Work item: In the records below, find the line containing "Give the mask of every instance of the white" and the line containing "An instance of the distant"; please repeat exactly the lines from one to the other, both included, and nothing more.

----- Material provided

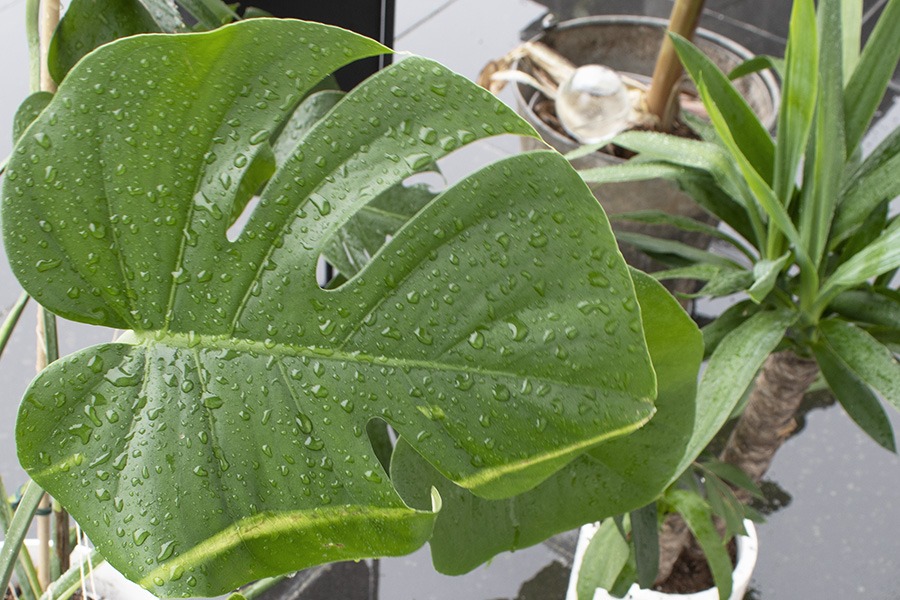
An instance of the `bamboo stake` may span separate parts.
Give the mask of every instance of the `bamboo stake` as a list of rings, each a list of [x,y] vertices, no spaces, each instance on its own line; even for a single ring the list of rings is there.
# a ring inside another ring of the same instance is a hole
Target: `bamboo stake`
[[[693,38],[694,30],[700,21],[700,13],[703,12],[703,3],[704,0],[676,0],[675,6],[672,7],[672,15],[669,17],[669,31],[687,39]],[[653,69],[653,80],[647,92],[647,110],[659,119],[662,131],[669,131],[672,128],[678,114],[677,85],[683,72],[684,68],[678,60],[675,45],[667,33],[659,49],[656,67]]]
[[[41,8],[39,13],[38,31],[40,35],[40,84],[41,90],[45,92],[56,92],[56,83],[50,76],[50,70],[47,67],[47,56],[50,52],[50,40],[53,32],[59,24],[59,0],[41,0]],[[56,349],[56,324],[55,321],[50,324],[51,331],[48,331],[48,323],[53,320],[53,316],[46,313],[43,307],[38,307],[36,337],[37,337],[37,357],[35,367],[38,372],[43,371],[48,362],[53,361],[57,356]],[[49,360],[48,360],[49,359]],[[44,494],[38,509],[42,512],[50,508],[50,496]],[[38,534],[38,581],[41,587],[47,589],[50,585],[50,515],[45,514],[37,518],[37,534]]]
[[[41,35],[41,90],[56,92],[56,82],[50,77],[47,68],[47,55],[50,53],[50,40],[59,24],[59,0],[41,0],[40,35]]]

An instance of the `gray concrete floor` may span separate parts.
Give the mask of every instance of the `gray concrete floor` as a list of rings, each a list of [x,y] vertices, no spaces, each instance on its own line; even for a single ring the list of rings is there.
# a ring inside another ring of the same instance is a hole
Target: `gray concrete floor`
[[[866,28],[886,0],[866,0]],[[561,17],[596,12],[666,16],[670,0],[397,0],[396,48],[437,59],[474,78],[482,65],[503,55],[549,6]],[[28,93],[24,0],[0,0],[0,132]],[[780,54],[787,33],[786,0],[709,0],[703,25],[760,53]],[[895,74],[878,121],[865,142],[874,147],[900,122],[900,78]],[[508,98],[506,98],[508,100]],[[0,135],[0,156],[11,149]],[[478,165],[518,150],[500,138],[451,156],[444,171],[458,179]],[[0,309],[19,295],[0,261]],[[9,488],[24,481],[15,458],[15,407],[33,371],[34,308],[23,317],[0,363],[0,476]],[[111,332],[76,324],[61,327],[63,352],[107,341]],[[891,413],[895,430],[900,417]],[[868,440],[838,408],[817,410],[806,428],[777,455],[769,478],[790,496],[789,506],[760,527],[761,555],[753,598],[765,600],[896,599],[900,590],[900,459]],[[427,549],[381,562],[382,600],[489,600],[516,598],[523,582],[538,576],[550,587],[531,598],[561,598],[558,576],[546,575],[555,554],[545,546],[505,555],[462,578],[438,575]],[[530,585],[530,584],[529,584]],[[554,587],[555,586],[555,587]],[[556,590],[556,591],[553,591]],[[300,596],[302,597],[302,596]],[[317,596],[318,597],[318,596]],[[329,597],[322,595],[322,598]],[[524,598],[525,596],[523,596]],[[749,597],[749,596],[748,596]]]

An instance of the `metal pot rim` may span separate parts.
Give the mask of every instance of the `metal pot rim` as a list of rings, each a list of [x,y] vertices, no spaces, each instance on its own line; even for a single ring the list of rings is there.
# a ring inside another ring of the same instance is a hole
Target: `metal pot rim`
[[[552,27],[546,28],[544,31],[538,33],[531,39],[529,42],[538,42],[550,31],[558,31],[558,30],[566,30],[566,29],[576,29],[579,27],[592,26],[592,25],[635,25],[635,26],[649,26],[655,27],[658,29],[665,29],[669,24],[668,19],[663,19],[659,17],[649,17],[649,16],[641,16],[641,15],[594,15],[589,17],[577,17],[574,19],[569,19],[568,21],[561,21],[559,23],[554,24]],[[734,40],[727,38],[721,34],[718,34],[714,31],[710,31],[709,29],[698,28],[696,32],[696,36],[698,38],[702,38],[705,41],[712,42],[717,46],[731,52],[732,54],[746,60],[755,56],[750,50],[746,47],[738,44]],[[772,98],[772,106],[774,107],[773,115],[777,115],[778,106],[781,102],[781,89],[778,86],[778,83],[775,79],[775,76],[769,70],[758,71],[754,73],[755,76],[758,76],[762,79],[763,84],[766,87],[770,97]],[[525,113],[528,120],[532,123],[543,123],[543,120],[537,116],[537,114],[532,110],[531,103],[526,102],[525,97],[522,95],[521,90],[522,84],[516,84],[513,86],[513,94],[515,95],[516,104],[519,106],[519,110]],[[546,123],[545,123],[546,125]],[[774,117],[772,125],[763,124],[767,128],[771,129],[771,126],[774,126]],[[557,144],[568,144],[574,148],[578,147],[577,142],[572,140],[567,136],[563,136],[558,131],[547,125],[547,129],[554,135],[554,143]],[[610,157],[616,158],[616,157]],[[613,162],[622,161],[622,159],[617,159]]]

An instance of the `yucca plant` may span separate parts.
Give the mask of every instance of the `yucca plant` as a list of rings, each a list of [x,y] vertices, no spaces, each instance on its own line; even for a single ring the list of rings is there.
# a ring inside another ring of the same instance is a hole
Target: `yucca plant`
[[[860,141],[900,56],[900,1],[887,2],[860,53],[861,14],[857,0],[822,0],[818,14],[812,0],[794,2],[784,62],[754,63],[783,70],[774,140],[729,78],[673,36],[712,121],[701,126],[704,140],[629,132],[615,143],[638,153],[635,159],[582,172],[597,183],[675,180],[730,226],[725,232],[664,214],[619,216],[707,231],[733,249],[722,256],[647,236],[620,236],[673,267],[655,274],[659,279],[704,281],[701,297],[745,295],[707,325],[703,336],[710,361],[759,368],[721,454],[753,481],[766,472],[819,375],[873,440],[896,451],[879,396],[900,408],[900,296],[894,278],[900,220],[890,211],[900,193],[900,130],[864,159]],[[746,354],[735,354],[725,343],[751,333],[758,344]],[[663,557],[664,571],[677,554]]]

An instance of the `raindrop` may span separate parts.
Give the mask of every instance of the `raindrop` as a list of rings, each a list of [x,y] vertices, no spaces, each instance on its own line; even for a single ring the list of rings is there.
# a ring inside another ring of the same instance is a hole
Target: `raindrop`
[[[150,532],[146,529],[135,529],[132,537],[134,538],[135,545],[140,546],[147,541],[148,537],[150,537]]]

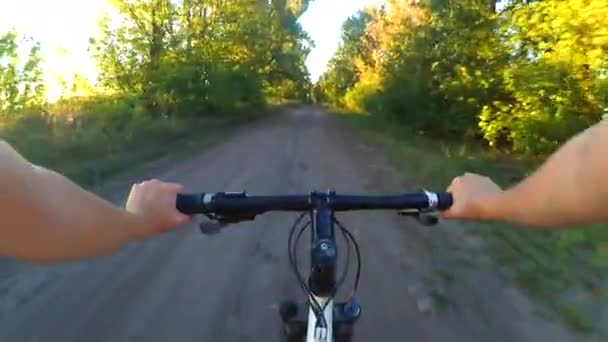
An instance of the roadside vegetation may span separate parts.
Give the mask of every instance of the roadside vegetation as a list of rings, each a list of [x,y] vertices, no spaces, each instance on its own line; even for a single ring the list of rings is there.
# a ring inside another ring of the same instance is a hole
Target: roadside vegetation
[[[442,141],[379,116],[341,113],[341,119],[365,141],[382,147],[411,181],[445,189],[455,175],[476,172],[509,186],[540,160],[514,158],[478,145]],[[415,167],[413,166],[415,165]],[[563,232],[528,230],[498,222],[468,223],[482,236],[487,251],[507,268],[506,275],[572,328],[606,334],[608,305],[608,227]]]
[[[0,32],[0,138],[35,163],[92,186],[307,98],[310,39],[297,19],[308,1],[112,4],[90,40],[98,79],[62,75],[52,101],[35,37]]]
[[[606,15],[599,0],[389,0],[344,23],[313,94],[420,184],[509,186],[608,107]],[[470,227],[550,312],[607,335],[608,227]]]

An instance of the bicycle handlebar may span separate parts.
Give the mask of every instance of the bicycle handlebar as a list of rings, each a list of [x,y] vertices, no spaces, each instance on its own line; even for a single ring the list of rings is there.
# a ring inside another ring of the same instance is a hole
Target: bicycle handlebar
[[[392,196],[337,195],[333,192],[309,195],[248,196],[245,192],[178,194],[177,209],[184,214],[216,214],[253,218],[268,211],[310,211],[319,201],[333,211],[350,210],[446,210],[452,206],[450,193],[423,191]]]

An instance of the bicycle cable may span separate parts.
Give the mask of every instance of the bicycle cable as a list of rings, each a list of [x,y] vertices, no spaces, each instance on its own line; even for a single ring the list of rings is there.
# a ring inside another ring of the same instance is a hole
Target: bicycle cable
[[[344,224],[342,224],[342,222],[340,222],[338,219],[333,217],[332,221],[340,229],[340,232],[342,233],[342,236],[344,237],[344,241],[346,243],[346,267],[345,267],[344,271],[342,272],[340,280],[334,287],[333,293],[331,294],[331,296],[329,296],[329,299],[321,307],[319,302],[315,299],[314,294],[310,290],[309,286],[306,284],[306,281],[304,280],[304,277],[302,276],[302,274],[300,273],[300,270],[298,268],[297,244],[298,244],[298,241],[300,240],[300,238],[302,237],[302,234],[304,233],[304,231],[310,227],[311,221],[308,221],[306,224],[304,224],[302,227],[300,227],[300,229],[295,237],[295,240],[294,240],[294,233],[297,230],[298,225],[304,219],[305,215],[306,215],[306,213],[302,213],[296,219],[296,221],[294,222],[294,225],[292,226],[291,231],[289,233],[289,239],[288,239],[289,262],[290,262],[291,268],[292,268],[298,282],[300,283],[300,286],[302,287],[304,292],[306,292],[306,294],[309,296],[309,298],[311,300],[311,307],[312,307],[313,313],[315,314],[315,316],[317,318],[318,324],[320,325],[320,327],[324,328],[324,327],[327,327],[327,322],[325,320],[325,316],[323,313],[324,313],[325,309],[327,308],[327,305],[335,297],[336,293],[338,292],[338,289],[345,282],[346,276],[348,273],[348,269],[350,268],[349,267],[350,266],[350,243],[352,243],[354,245],[355,252],[357,254],[357,273],[355,275],[355,282],[354,282],[353,290],[350,294],[350,298],[354,297],[354,295],[357,291],[358,285],[359,285],[359,279],[360,279],[360,275],[361,275],[361,253],[360,253],[360,249],[359,249],[359,244],[357,243],[357,240],[355,239],[354,235],[346,228],[346,226],[344,226]]]
[[[344,237],[344,242],[346,244],[346,267],[344,267],[344,271],[342,271],[342,275],[340,276],[340,280],[336,284],[336,291],[342,287],[344,282],[346,281],[346,276],[348,275],[348,269],[350,268],[350,241],[348,241],[348,236],[342,229],[340,229],[342,236]]]
[[[355,296],[355,293],[357,292],[357,287],[359,286],[359,278],[361,276],[361,252],[359,250],[359,244],[357,243],[357,240],[355,239],[354,235],[352,235],[352,233],[348,230],[348,228],[346,228],[346,226],[344,226],[342,224],[342,222],[338,221],[338,219],[334,217],[332,217],[332,221],[338,225],[338,228],[340,228],[340,231],[342,232],[342,235],[345,237],[345,241],[346,241],[346,245],[349,246],[349,243],[352,242],[353,245],[355,246],[355,253],[357,254],[357,273],[355,275],[355,283],[353,285],[353,290],[350,294],[350,298]],[[348,237],[348,238],[346,238]],[[350,240],[350,241],[349,241]],[[347,247],[347,252],[349,250],[349,247]],[[348,255],[348,254],[347,254]],[[347,258],[347,265],[346,265],[346,269],[345,272],[347,272],[349,264],[348,264],[348,258]],[[345,274],[343,274],[344,278]],[[342,279],[341,279],[342,280]],[[323,309],[322,311],[325,311],[325,308],[327,307],[327,305],[329,304],[329,302],[331,300],[333,300],[334,296],[336,295],[336,293],[338,292],[338,289],[340,288],[342,284],[340,283],[338,286],[336,286],[334,288],[334,292],[332,293],[332,295],[329,297],[329,300],[323,305]]]
[[[289,239],[288,239],[288,242],[287,242],[287,244],[288,244],[289,263],[291,265],[291,269],[294,271],[294,274],[295,274],[298,282],[300,283],[300,286],[302,287],[302,289],[304,290],[304,292],[306,292],[306,294],[310,298],[311,307],[312,307],[313,313],[315,314],[315,316],[317,318],[317,322],[320,322],[321,323],[321,327],[325,328],[325,327],[327,327],[327,322],[325,320],[325,316],[323,315],[323,311],[321,309],[321,305],[316,300],[316,298],[314,297],[314,294],[312,293],[312,291],[310,290],[310,288],[306,284],[306,281],[304,280],[304,277],[302,277],[302,274],[300,273],[300,270],[298,269],[298,263],[297,263],[297,250],[296,250],[297,241],[300,239],[300,237],[302,236],[302,233],[304,233],[304,231],[306,230],[306,228],[310,227],[310,223],[311,223],[310,221],[307,222],[306,224],[304,224],[300,228],[295,242],[292,243],[294,232],[295,232],[296,228],[298,227],[298,225],[300,224],[300,222],[302,221],[302,219],[304,219],[304,216],[306,216],[306,213],[302,213],[296,219],[294,225],[291,227],[291,231],[289,232]]]
[[[353,297],[357,292],[357,288],[359,287],[359,279],[361,277],[361,251],[359,249],[359,243],[357,243],[355,236],[342,224],[342,222],[335,217],[334,222],[338,225],[338,228],[340,228],[342,233],[349,237],[350,241],[355,246],[355,254],[357,254],[357,273],[355,275],[355,284],[353,285],[353,291],[351,293],[351,297]]]

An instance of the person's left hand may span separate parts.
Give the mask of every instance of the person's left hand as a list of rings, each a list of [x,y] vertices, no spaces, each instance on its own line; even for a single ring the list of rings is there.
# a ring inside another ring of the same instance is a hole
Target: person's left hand
[[[133,185],[126,209],[141,219],[136,235],[138,238],[159,234],[176,228],[190,220],[175,207],[177,194],[182,186],[157,179]]]

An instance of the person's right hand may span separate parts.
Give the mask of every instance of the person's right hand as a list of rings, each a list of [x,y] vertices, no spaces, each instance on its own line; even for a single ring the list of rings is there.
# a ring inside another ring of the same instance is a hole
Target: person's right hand
[[[488,207],[502,193],[490,178],[473,173],[454,178],[447,191],[452,194],[454,203],[443,212],[443,217],[465,220],[486,219]]]
[[[153,179],[133,185],[126,209],[141,219],[136,238],[145,238],[176,228],[189,221],[177,211],[175,200],[182,186]]]

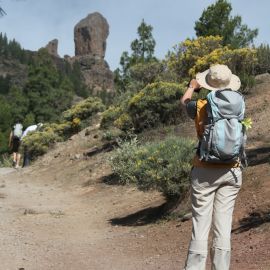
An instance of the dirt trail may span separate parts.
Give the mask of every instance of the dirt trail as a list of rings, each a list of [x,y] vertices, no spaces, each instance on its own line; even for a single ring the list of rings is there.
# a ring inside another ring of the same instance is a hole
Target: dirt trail
[[[102,183],[66,187],[53,179],[42,182],[31,170],[0,174],[0,269],[173,269],[171,263],[157,267],[162,254],[153,246],[148,250],[147,226],[110,223],[142,205],[162,203],[159,194]]]

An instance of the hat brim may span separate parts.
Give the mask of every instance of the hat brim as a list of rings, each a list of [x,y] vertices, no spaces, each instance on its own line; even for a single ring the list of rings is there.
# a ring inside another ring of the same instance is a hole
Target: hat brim
[[[239,90],[239,88],[241,86],[241,81],[240,81],[239,77],[232,74],[231,81],[228,85],[223,86],[223,87],[218,87],[218,88],[212,87],[206,81],[206,76],[208,73],[209,73],[209,69],[205,70],[204,72],[198,73],[196,75],[196,81],[199,83],[199,85],[201,87],[208,89],[210,91],[222,90],[222,89],[227,89],[227,88],[229,88],[233,91],[237,91],[237,90]]]

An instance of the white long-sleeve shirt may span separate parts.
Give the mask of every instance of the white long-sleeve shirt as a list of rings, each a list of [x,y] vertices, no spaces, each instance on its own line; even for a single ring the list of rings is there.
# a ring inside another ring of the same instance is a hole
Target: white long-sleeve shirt
[[[32,125],[26,128],[26,130],[22,134],[22,138],[24,138],[29,132],[36,131],[37,127],[38,127],[37,125]]]

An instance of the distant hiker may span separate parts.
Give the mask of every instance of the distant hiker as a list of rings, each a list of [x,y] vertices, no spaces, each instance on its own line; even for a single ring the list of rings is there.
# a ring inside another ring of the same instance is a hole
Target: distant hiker
[[[22,134],[22,141],[23,139],[29,134],[29,132],[35,132],[40,130],[40,128],[43,126],[42,123],[38,123],[37,125],[31,125],[25,129],[25,131]],[[23,167],[30,165],[31,156],[28,151],[28,148],[26,145],[23,144]]]
[[[19,168],[20,165],[21,154],[19,153],[19,148],[21,144],[22,133],[23,125],[19,121],[16,121],[16,124],[13,126],[13,129],[9,135],[9,147],[11,147],[11,151],[13,153],[12,165],[16,169]]]
[[[195,120],[199,145],[191,172],[192,236],[185,270],[204,270],[213,224],[212,269],[229,270],[235,199],[242,184],[245,103],[240,79],[226,65],[213,65],[192,79],[181,98]],[[192,100],[194,91],[210,90]],[[213,218],[213,221],[212,221]]]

----------

Finished task:
Give the mask of every instance of the white long-sleeve shirt as a list of rings, each a list of [x,y] vertices, no spaces, each instance on its own line; even for a single ring the list of rings is there.
# a ring inside another ring of the same instance is a hole
Target: white long-sleeve shirt
[[[32,125],[26,128],[26,130],[22,134],[22,138],[24,138],[29,132],[36,131],[37,127],[38,127],[37,125]]]

An instance of the distant hiker may span separate parts.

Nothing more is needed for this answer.